> _WRITTEN TASK 1_
In the kcov patch email, what cover size does it say can be used for the KCOV_TRACE_UNIQ_[PC|EDGE|CMP] modes?
> _WRITTEN TASK 2_
Resume the kcov patch email, picking up after its last line.

> _QUOTED TEXT_

Re: [PATCH] kcov: add unique cover, edge, and cmp modes

[Date Prev][Date Next][Thread Prev][Thread Next][Date Index][Thread Index]

 



On Fri, 10 Jan 2025 at 10:23, Marco Elver <elver@xxxxxxxxxx> wrote:
> > From: "Jiao, Joey" <quic_jiangenj@xxxxxxxxxxx>
> >
> > The current design of KCOV risks frequent buffer overflows. To mitigate
> > this, new modes are introduced: KCOV_TRACE_UNIQ_PC, KCOV_TRACE_UNIQ_EDGE,
> > and KCOV_TRACE_UNIQ_CMP. These modes allow for the recording of unique
> > PCs, edges, and comparison operands (CMP).
>
> There ought to be a cover letter explaining the motivation for this,
> and explaining why the new modes would help. Ultimately, what are you
> using KCOV for where you encountered this problem?
>
> > Key changes include:
> > - KCOV_TRACE_UNIQ_[PC|EDGE] can be used together to replace KCOV_TRACE_PC.
> > - KCOV_TRACE_UNIQ_CMP can be used to replace KCOV_TRACE_CMP mode.
> > - Introduction of hashmaps to store unique coverage data.
> > - Pre-allocated entries in kcov_map_init during KCOV_INIT_TRACE to avoid
> >   performance issues with kmalloc.
> > - New structs and functions for managing memory and unique coverage data.
> > - Example program demonstrating the usage of the new modes.
>
> This should be a patch series, carefully splitting each change into a
> separate patch.
> https://docs.kernel.org/process/submitting-patches.html#split-changes
>
> > With the new hashmap and pre-alloced memory pool added, cover size can't
> > be set to higher value like 1MB in KCOV_TRACE_PC or KCOV_TRACE_CMP modes
> > in 2GB device with 8 procs, otherwise it causes frequent oom.
> >
> > For KCOV_TRACE_UNIQ_[PC|EDGE|CMP] modes, smaller cover size like 8KB can
> > be used.

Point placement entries

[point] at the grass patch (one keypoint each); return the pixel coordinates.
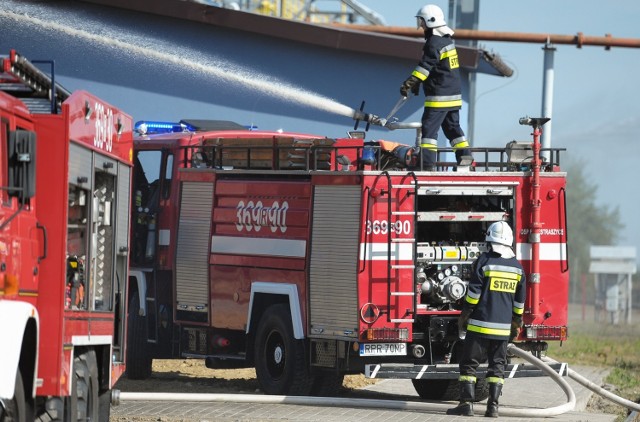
(603, 344)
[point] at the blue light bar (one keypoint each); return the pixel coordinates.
(147, 127)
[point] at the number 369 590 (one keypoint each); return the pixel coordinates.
(383, 226)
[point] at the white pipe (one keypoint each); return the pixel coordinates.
(364, 403)
(599, 390)
(547, 98)
(552, 411)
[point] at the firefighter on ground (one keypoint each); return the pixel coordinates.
(491, 316)
(439, 73)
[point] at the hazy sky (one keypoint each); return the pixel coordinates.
(596, 102)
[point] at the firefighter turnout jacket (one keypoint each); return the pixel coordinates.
(440, 74)
(496, 295)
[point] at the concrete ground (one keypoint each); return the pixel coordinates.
(527, 393)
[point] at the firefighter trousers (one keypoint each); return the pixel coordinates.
(449, 120)
(478, 349)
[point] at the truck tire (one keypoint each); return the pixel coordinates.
(447, 389)
(104, 405)
(16, 409)
(280, 359)
(84, 400)
(138, 358)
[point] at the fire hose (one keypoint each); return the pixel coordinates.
(386, 404)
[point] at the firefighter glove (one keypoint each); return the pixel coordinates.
(412, 84)
(516, 323)
(463, 319)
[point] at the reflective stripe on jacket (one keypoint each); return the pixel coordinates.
(439, 71)
(496, 293)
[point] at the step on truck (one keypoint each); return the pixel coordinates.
(310, 258)
(65, 172)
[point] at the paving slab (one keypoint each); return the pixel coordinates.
(533, 393)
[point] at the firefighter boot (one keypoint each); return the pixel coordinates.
(428, 160)
(467, 396)
(495, 389)
(464, 158)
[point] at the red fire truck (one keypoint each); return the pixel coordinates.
(64, 242)
(310, 258)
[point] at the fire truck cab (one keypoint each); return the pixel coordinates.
(65, 168)
(310, 258)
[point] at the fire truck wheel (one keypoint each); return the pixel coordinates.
(16, 409)
(280, 359)
(85, 387)
(327, 385)
(447, 390)
(138, 359)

> _FINAL RESULT 1_
A smaller cover size, such as 8KB.

> _FINAL RESULT 2_
> >
> > Signed-off-by: Jiao, Joey <quic_jiangenj@xxxxxxxxxxx>
>
> As-is it's hard to review, and the motivation is unclear. A lot of
> code was moved and changed, and reviewers need to understand why that
> was done besides your brief explanation above.
>
> Generally, KCOV has very tricky constraints, due to being callable
> from any context, including NMI. This means adding new dependencies
> need to be carefully reviewed. For one, we can see this in genalloc's
> header:
>
> > * The lockless operation only works if there is enough memory
> > * available.  If new memory is added to the pool a lock has to be
> > * still taken.  So any user relying on locklessness has to ensure
> > * that sufficient memory is preallocated.
> > *
> > * The basic atomic operation of this allocator is cmpxchg on long.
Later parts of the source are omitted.